Convert the data from its first line through the line containing "answer_format: a Python", inclusive, into a JSON list of strings with one string per line and no blank lines.

◆ **Entries drawn from a collection**

- - - -

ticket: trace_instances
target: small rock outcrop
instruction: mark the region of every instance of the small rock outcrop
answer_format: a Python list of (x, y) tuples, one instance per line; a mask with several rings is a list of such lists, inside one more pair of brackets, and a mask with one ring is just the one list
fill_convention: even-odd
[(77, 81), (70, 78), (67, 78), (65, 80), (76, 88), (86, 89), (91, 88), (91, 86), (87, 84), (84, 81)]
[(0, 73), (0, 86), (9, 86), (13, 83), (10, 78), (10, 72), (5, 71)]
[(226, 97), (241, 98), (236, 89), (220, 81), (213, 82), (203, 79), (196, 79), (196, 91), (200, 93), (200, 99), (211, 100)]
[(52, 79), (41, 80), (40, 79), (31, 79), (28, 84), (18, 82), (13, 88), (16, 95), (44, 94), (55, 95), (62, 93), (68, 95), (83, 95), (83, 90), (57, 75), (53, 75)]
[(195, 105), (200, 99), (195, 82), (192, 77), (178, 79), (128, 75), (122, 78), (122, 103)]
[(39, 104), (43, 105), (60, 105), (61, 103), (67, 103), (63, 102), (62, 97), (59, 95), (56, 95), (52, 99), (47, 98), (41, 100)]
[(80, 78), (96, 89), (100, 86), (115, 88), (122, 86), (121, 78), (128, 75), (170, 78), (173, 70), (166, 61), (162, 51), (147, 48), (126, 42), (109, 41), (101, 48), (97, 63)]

- - - -

◆ **ANSWER TO THE PROBLEM**
[
  "ticket: trace_instances",
  "target: small rock outcrop",
  "instruction: mark the region of every instance of the small rock outcrop",
  "answer_format: a Python list of (x, y) tuples, one instance per line; a mask with several rings is a list of such lists, inside one more pair of brackets, and a mask with one ring is just the one list"
]